» **The request**: Display each line of the material below that contains the string "face". Treat uppercase and lowercase as different.

» **Image point annotation entries**:
+===+

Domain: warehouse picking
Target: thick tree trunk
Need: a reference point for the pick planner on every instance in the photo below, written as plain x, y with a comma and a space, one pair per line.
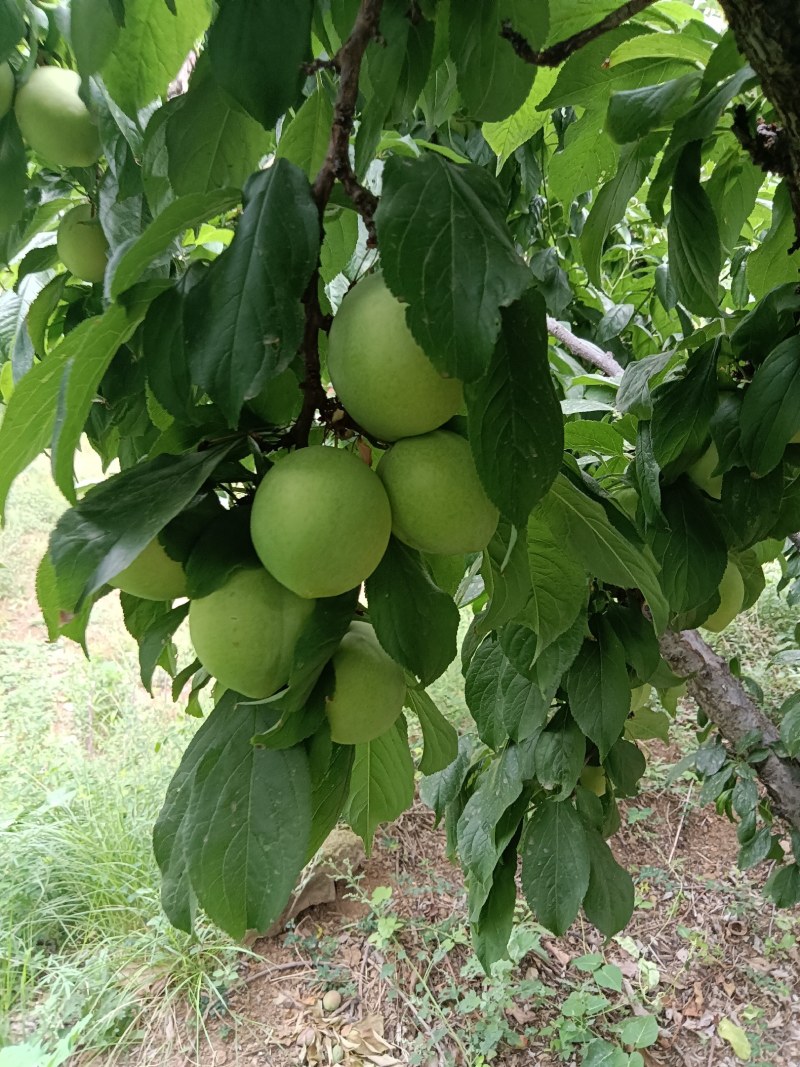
768, 33
728, 705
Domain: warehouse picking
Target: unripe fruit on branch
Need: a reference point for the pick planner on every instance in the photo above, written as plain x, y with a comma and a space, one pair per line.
54, 121
244, 633
6, 89
320, 522
437, 502
382, 377
732, 596
702, 473
152, 575
369, 688
82, 245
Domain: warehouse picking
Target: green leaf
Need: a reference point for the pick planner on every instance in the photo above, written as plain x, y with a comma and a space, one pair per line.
514, 417
559, 754
13, 172
235, 826
30, 416
304, 141
418, 628
187, 212
441, 741
493, 80
637, 111
454, 264
690, 550
257, 50
556, 864
694, 248
211, 144
770, 411
382, 782
639, 1032
150, 48
558, 585
506, 137
245, 316
603, 550
598, 688
115, 520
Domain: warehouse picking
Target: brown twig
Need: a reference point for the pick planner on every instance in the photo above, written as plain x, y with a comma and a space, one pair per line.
556, 54
348, 62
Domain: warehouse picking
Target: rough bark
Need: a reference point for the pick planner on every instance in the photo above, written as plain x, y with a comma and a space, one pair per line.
768, 33
726, 703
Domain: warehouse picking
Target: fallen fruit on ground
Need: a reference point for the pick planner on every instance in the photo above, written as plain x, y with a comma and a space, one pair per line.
244, 633
732, 596
320, 521
369, 688
382, 377
702, 473
53, 120
82, 245
437, 502
6, 89
152, 575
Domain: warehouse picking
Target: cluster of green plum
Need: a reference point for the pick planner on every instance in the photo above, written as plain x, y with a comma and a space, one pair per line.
58, 126
321, 521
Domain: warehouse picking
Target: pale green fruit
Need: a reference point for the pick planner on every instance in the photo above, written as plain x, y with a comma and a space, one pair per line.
152, 575
437, 502
320, 522
280, 401
6, 89
639, 697
382, 377
732, 596
369, 688
594, 779
82, 245
244, 632
702, 473
54, 121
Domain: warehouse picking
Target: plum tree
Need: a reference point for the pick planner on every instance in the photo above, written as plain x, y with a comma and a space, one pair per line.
381, 375
153, 575
318, 504
244, 633
732, 596
437, 502
369, 688
54, 121
6, 89
82, 245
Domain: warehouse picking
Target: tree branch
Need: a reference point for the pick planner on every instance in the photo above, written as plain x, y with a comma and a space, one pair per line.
556, 54
348, 62
585, 349
726, 703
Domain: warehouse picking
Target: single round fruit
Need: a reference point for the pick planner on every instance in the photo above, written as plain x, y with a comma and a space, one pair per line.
702, 473
82, 245
280, 401
320, 522
437, 502
54, 121
369, 688
640, 696
152, 575
732, 596
244, 632
382, 377
593, 779
6, 89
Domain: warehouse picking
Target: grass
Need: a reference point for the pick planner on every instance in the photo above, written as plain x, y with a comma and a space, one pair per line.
86, 958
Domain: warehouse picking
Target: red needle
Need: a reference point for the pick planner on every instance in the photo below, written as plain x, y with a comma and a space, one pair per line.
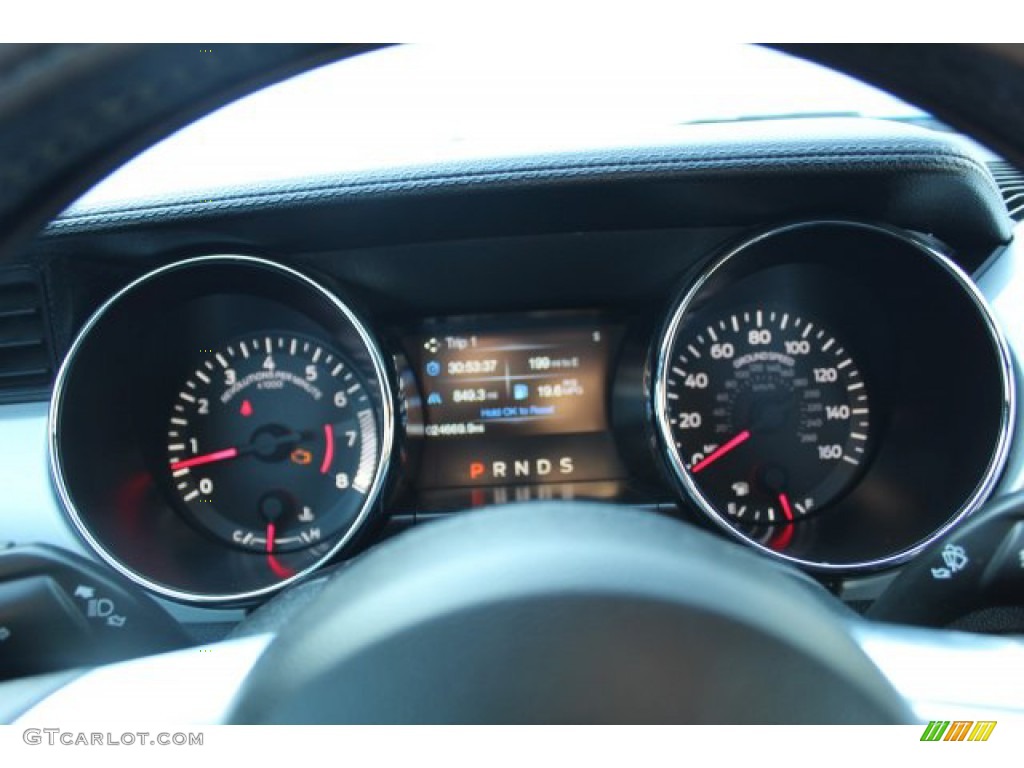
721, 451
781, 540
217, 456
786, 509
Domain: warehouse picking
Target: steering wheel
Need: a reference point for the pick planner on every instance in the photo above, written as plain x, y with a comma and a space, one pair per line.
547, 612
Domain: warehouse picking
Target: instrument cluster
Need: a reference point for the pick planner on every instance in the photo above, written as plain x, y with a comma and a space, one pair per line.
834, 394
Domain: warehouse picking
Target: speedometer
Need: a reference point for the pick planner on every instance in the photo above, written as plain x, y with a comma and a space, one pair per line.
835, 394
769, 414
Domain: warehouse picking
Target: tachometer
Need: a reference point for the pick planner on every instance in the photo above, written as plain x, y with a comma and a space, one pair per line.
272, 442
769, 414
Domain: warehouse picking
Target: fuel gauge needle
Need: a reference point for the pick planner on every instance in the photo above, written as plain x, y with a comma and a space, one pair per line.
721, 451
786, 509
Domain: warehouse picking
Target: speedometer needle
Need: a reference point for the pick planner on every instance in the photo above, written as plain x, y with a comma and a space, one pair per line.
216, 456
721, 451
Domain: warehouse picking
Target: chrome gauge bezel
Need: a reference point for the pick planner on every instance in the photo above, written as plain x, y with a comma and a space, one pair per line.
666, 442
383, 385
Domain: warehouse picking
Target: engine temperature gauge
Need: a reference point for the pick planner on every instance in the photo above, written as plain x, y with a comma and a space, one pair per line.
768, 414
271, 442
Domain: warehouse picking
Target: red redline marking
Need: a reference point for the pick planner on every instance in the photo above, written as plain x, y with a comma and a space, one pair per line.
217, 456
721, 451
329, 452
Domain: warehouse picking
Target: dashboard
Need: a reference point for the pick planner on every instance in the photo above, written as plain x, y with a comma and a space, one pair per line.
790, 350
833, 392
711, 383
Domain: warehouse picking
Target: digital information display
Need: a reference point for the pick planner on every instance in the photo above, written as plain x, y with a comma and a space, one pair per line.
516, 406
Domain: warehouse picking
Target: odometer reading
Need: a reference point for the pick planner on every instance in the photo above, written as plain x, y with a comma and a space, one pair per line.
271, 442
769, 415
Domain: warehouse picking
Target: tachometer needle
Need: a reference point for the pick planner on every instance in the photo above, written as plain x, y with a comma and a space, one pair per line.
216, 456
721, 451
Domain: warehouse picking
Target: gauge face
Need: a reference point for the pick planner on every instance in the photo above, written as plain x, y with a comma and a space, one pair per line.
769, 416
271, 442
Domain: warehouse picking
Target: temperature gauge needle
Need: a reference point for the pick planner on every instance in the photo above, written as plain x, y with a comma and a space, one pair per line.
721, 451
217, 456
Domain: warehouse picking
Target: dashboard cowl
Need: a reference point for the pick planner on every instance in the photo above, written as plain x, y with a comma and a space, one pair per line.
707, 175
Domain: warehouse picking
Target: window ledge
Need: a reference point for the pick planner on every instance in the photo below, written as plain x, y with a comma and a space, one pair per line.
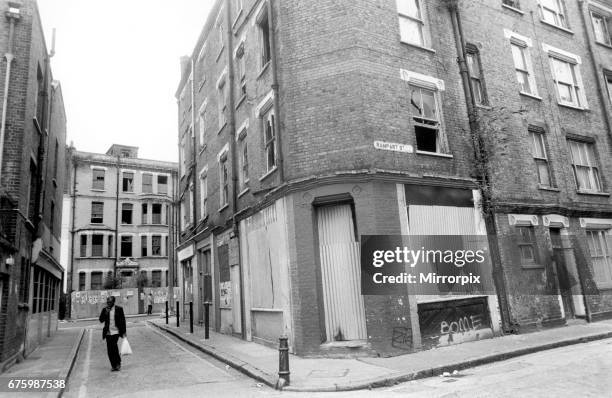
436, 154
578, 108
604, 44
240, 101
263, 70
534, 96
431, 50
244, 191
532, 266
561, 28
513, 9
220, 52
269, 173
594, 193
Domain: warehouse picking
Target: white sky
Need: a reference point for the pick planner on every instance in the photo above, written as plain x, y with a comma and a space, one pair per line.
118, 63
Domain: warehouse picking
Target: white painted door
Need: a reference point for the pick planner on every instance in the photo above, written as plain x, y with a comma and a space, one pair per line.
339, 253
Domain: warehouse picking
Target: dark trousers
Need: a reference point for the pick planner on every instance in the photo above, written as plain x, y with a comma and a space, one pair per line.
113, 350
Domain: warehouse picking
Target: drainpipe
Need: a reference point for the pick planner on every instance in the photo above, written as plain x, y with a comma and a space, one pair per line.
275, 90
234, 154
498, 275
117, 220
12, 15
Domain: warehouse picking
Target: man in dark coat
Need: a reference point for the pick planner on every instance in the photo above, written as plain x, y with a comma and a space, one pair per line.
114, 327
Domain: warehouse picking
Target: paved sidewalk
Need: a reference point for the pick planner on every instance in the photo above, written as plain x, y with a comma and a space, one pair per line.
326, 374
53, 359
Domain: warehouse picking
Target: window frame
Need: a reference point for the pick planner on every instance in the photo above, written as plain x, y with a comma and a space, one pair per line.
93, 220
592, 169
539, 135
419, 22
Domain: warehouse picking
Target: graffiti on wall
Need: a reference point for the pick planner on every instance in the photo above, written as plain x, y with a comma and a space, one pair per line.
454, 321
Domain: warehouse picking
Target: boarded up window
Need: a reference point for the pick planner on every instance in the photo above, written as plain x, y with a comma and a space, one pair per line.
224, 271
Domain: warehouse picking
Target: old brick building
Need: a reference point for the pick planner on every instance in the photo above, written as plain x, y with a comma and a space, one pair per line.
120, 220
32, 142
304, 126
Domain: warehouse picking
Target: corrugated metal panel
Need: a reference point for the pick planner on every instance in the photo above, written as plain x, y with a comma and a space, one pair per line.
339, 252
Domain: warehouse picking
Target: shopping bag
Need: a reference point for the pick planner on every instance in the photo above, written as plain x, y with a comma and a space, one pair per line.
125, 347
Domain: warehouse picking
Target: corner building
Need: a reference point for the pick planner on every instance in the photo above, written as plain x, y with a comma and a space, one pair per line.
302, 127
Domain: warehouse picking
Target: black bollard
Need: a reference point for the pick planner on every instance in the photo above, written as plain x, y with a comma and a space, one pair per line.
206, 320
283, 360
191, 317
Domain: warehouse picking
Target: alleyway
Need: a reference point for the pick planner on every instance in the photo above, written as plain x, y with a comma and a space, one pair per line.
159, 366
163, 367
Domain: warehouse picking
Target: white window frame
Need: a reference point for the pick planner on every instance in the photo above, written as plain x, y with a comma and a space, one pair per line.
540, 158
204, 193
559, 14
591, 165
605, 18
576, 86
525, 44
418, 20
202, 122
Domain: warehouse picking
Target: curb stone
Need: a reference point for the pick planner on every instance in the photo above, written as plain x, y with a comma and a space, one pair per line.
69, 364
228, 359
384, 381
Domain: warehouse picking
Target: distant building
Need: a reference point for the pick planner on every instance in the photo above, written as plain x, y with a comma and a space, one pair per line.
32, 144
120, 219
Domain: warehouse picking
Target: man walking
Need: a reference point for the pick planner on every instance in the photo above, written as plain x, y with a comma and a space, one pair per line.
149, 304
114, 327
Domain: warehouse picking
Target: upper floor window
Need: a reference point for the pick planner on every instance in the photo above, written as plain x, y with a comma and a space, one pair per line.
568, 82
476, 75
601, 28
97, 179
126, 213
411, 21
162, 184
128, 181
97, 245
203, 194
512, 4
584, 164
553, 12
538, 150
264, 33
223, 180
147, 183
426, 119
269, 124
97, 212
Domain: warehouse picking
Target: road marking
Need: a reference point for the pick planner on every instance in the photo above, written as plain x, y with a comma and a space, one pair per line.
83, 388
186, 350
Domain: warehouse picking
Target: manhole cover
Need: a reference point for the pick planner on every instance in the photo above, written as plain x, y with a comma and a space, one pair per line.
328, 373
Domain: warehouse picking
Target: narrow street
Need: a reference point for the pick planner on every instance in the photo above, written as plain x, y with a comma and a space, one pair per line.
162, 367
159, 367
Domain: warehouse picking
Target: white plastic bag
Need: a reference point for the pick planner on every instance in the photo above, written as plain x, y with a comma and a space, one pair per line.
125, 347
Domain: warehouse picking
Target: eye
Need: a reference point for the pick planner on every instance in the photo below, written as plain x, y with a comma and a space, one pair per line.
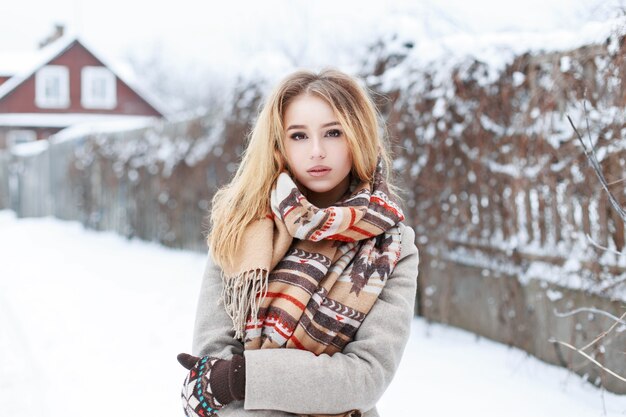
335, 133
297, 136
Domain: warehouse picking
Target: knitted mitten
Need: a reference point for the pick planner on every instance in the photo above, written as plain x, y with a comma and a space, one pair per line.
211, 383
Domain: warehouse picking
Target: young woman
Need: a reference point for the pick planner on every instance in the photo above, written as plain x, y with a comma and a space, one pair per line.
308, 295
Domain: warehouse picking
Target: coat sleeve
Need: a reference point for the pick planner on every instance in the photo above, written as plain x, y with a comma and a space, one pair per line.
298, 381
213, 330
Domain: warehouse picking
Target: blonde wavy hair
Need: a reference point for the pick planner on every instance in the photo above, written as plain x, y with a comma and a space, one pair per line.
246, 198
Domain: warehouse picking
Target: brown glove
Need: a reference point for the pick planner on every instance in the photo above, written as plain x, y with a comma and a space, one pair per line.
211, 383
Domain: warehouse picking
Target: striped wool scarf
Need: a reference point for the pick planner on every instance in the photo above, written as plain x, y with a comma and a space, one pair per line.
308, 276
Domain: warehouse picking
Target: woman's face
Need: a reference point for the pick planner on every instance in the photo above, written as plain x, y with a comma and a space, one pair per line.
317, 150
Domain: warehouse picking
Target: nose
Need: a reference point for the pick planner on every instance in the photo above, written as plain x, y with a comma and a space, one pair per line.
317, 148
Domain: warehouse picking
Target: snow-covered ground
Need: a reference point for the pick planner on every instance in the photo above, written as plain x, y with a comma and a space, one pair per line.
90, 324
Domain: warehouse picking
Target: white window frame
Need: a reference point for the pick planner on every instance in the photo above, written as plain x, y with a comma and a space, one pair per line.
52, 74
17, 136
91, 75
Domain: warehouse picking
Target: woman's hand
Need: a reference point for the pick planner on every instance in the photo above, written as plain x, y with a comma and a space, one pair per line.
211, 383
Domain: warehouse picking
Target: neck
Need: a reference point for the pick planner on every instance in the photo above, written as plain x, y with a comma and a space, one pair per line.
330, 197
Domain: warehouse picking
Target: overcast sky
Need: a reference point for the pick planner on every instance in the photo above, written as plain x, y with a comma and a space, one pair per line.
193, 29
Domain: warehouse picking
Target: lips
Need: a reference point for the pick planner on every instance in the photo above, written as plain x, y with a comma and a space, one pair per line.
319, 169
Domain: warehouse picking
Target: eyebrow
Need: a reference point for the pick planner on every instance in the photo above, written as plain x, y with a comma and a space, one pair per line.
304, 126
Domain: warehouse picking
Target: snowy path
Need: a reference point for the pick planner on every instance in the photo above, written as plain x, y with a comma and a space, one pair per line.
90, 324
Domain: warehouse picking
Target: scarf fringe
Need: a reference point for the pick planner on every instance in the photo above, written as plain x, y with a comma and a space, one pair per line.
239, 296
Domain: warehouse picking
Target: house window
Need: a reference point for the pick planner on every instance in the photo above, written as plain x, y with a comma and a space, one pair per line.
98, 88
15, 137
52, 87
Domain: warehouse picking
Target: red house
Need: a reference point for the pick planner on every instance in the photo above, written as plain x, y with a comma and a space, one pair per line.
66, 85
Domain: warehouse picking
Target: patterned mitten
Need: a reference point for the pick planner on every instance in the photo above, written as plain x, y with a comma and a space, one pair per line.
211, 383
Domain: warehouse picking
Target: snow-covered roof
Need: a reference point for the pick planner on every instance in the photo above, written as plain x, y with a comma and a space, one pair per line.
63, 120
26, 65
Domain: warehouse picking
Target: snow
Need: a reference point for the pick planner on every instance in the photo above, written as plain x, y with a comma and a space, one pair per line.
210, 48
92, 322
30, 148
65, 119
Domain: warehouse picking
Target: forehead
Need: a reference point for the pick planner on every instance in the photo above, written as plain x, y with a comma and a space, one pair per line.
308, 109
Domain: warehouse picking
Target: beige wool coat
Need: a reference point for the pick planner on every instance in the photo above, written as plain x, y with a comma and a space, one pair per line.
284, 382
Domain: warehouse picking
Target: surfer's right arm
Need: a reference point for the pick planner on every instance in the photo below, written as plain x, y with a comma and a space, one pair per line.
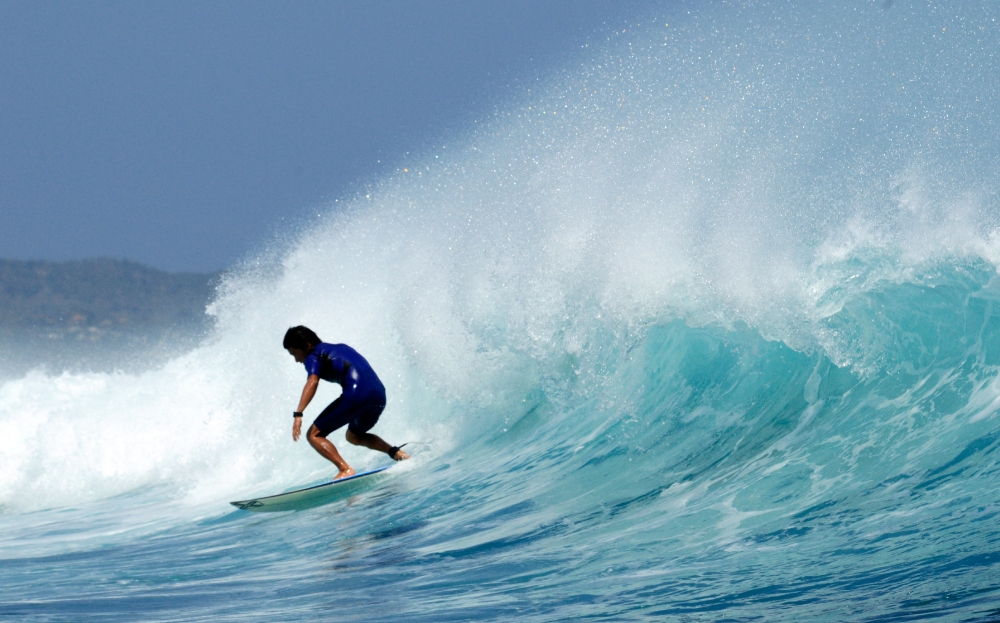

+===+

» **Completed task**:
Target: gauge face
Target: woman's face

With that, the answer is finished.